● Selected excerpt
EOIR FOIA data processing tools
Project description
EOIR FOIA Data Processing Tool
A high-performance tool for downloading, processing, and managing U.S. immigration court data from the Department of Justice's public FOIA releases.
Overview
The Executive Office for Immigration Review (EOIR) releases anonymized immigration court data through FOIA requests. This tool automates the entire pipeline of downloading, extracting, cleaning, and loading this data into a PostgreSQL database for analysis.
Features
- Automated Downloads: Fetch the latest FOIA data releases with progress tracking
- Smart Extraction: Automatically extract and organize ZIP files
- Data Cleaning: Clean and validate CSV files with parallel processing support
- Database Management: Load data into PostgreSQL with versioned table names
- Pipeline Automation: One-command execution of the entire workflow
- Docker Support: Fully containerized with Docker Compose
- Progress Tracking: Real-time progress bars and status updates
- Incremental Updates: Only download new data when available
Requirements
- Python 3.10+
- PostgreSQL database
- Docker and Docker Compose (optional, for containerized deployment)

● Supplied data
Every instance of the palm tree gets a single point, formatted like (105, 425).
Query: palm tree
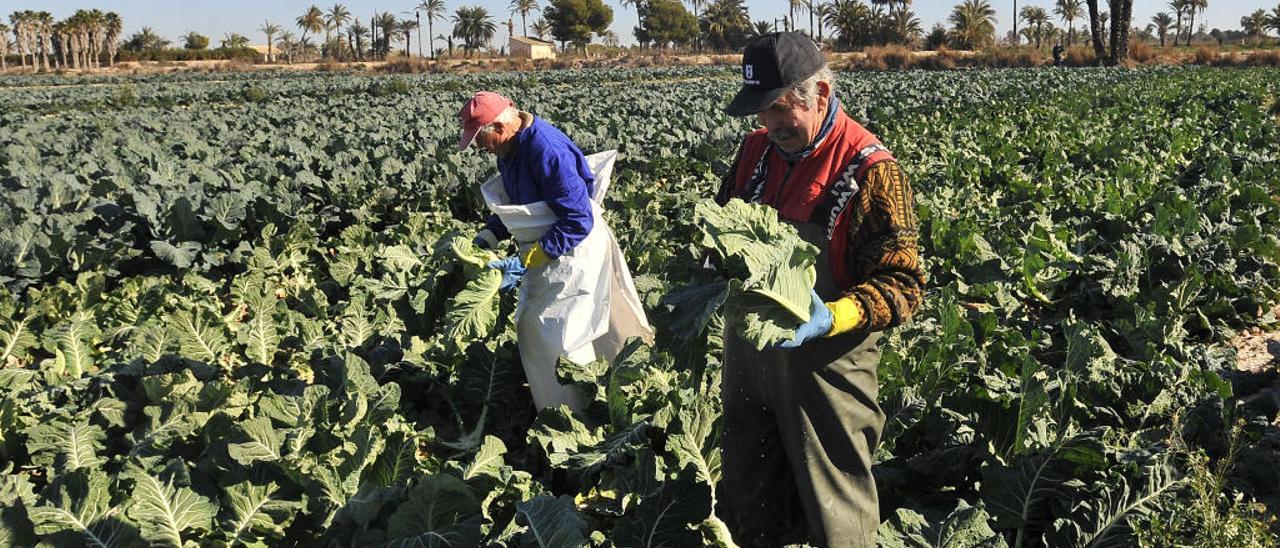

● Tasks and exercises
**a)** Translate this sentence from the EOIR FOIA data tool description into Spanish: "The Executive Office for Immigration Review (EOIR) releases anonymized immigration court data through FOIA requests."
**b)** Write the next part of the EOIR FOIA data tool description, picking up after its final requirement.

● Answers given
**a)** La Oficina Ejecutiva de Revisión de Casos de Inmigración (EOIR) publica datos anonimizados de los tribunales de inmigración a través de solicitudes FOIA.

**b)**
Installation
Install from PyPI
pip install eoir
Local Development Installation
- Clone the repository:
git clone https://github.com/marrowb/eoir.git
cd eoir
- Install the package in development mode:
pip install -e .
- Copy the environment template and configure:
cp .env.example .env
# Edit .env with your PostgreSQL credentials
Docker Installation
- Clone the repository:
git clone https://github.com/marrowb/eoir.git
cd eoir
- Copy the environment template:
cp .env.example .env
# Edit .env if needed (defaults work for Docker)
- Start the services:
docker-compose up -d
- Access the application:
docker-compose exec app bash
# Or use the run script:
./run shell
Quick Start
Using Docker (Recommended)
# Run the complete pipeline
./run eoir run-pipeline
# Or run individual commands
./run eoir download status # Check for new data
./run eoir download fetch # Download latest data
./run eoir db init # Initialize database
./run eoir clean # Clean CSV files
Local Development
# Run the complete pipeline
eoir run-pipeline
# Or run individual commands
eoir download status # Check for new data
eoir download fetch # Download latest data
eoir db init # Initialize database
eoir clean # Clean CSV files
CLI Commands
eoir download
Manage FOIA data downloads from the DOJ.
# Check if new data is available
eoir download status
# Download the latest FOIA release
eoir download fetch
# Download without extracting
eoir download fetch --no-unzip
eoir db
Database management commands.
# Initialize database and create tables
eoir db init
# Create a database dump
eoir db dump
# Dump with custom output directory
eoir db dump -o /path/to/dumps
eoir clean
Clean and process CSV files.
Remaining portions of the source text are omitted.